▶ _Reading passage_:
Skip to main content

Women gather during a meeting for women run by Care International.

Sitting cross-legged on blue velour cushions on the living room floor, the women of the self-help brigade sip green tea, nibble on sugar cookies and report the week's news from the neighbourhood.

It is mostly grim. A despondent neighbour abused by her father-in-law is threatening to kill herself. The man whose young wife suspected him of taking drugs has beaten her up and abandoned her. A husband is demanding more money than his wife can afford before he will agree to a divorce.

Sunshine pours in the windows. A squat black oil heater, all that furnishes the spare carpeted room, glows with warmth. The women frown over the stories, nod their heads in commiseration and plot how to intervene.

Perhaps a visit and some gentle reasoning with a recalcitrant husband might work in one case. Shuttle diplomacy between feuding families could help in another. A particularly bitter inheritance dispute, pitting a destitute widow against her hostile in-laws, may have to be referred to court.

Gatherings like this one, part consciousness-raising session and part group hug, take place weekly in some of the poorest areas of the capital. About 11,000 women participate in 650 small groups organized just two years ago under the auspices of the international aid group, CARE.

They are part of a larger effort by judges, lawyers and human-rights activists to give women a voice in a justice system that now rarely hears or sees them.

In the seven years since Afghanistan adopted a constitution and set up a parliament, the country has put in place laws establishing equal rights and outlawing violence against women. Yet laws alone have changed little for the vast majority of women who must still rely on the good will of male relatives, rather than the formal legal system, to claim those rights.

In most parts of the country, the boundaries of an Afghan woman's life is still set by men: what she wears, at what age she marries, whether she can go to a doctor when she's ill, if she gets the inheritance she is due, and how much violence she is made to bear.

If she dares to object, men also are the arbiters. Civil courts and religious courts, both administered by the government to deal with family matters, do operate in a few parts of the country.

▶ _Given data_:

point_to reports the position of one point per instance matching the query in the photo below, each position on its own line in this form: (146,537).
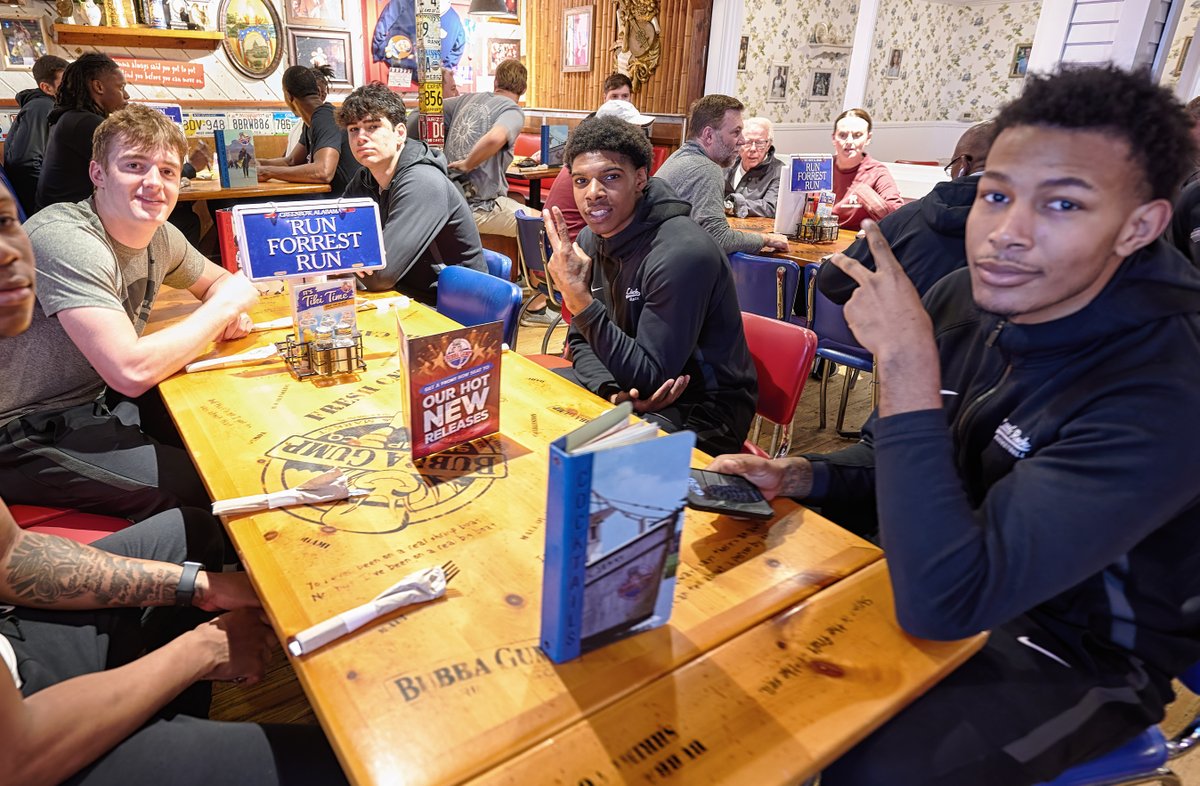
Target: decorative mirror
(252,36)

▶ _Problems to work on_:
a – Quote the article about Afghan women word for word, everything from "Women gather during" down to "from the neighbourhood.".
b – List every part of an Afghan woman's life that the article about Afghan women says is still set by men in most parts of the country.
The material is separate from the article about Afghan women.

▶ _The results_:
a –
Women gather during a meeting for women run by Care International.

Sitting cross-legged on blue velour cushions on the living room floor, the women of the self-help brigade sip green tea, nibble on sugar cookies and report the week's news from the neighbourhood.

b –
- What she wears
- At what age she marries
- Whether she can go to a doctor when she's ill
- If she gets the inheritance she is due
- How much violence she is made to bear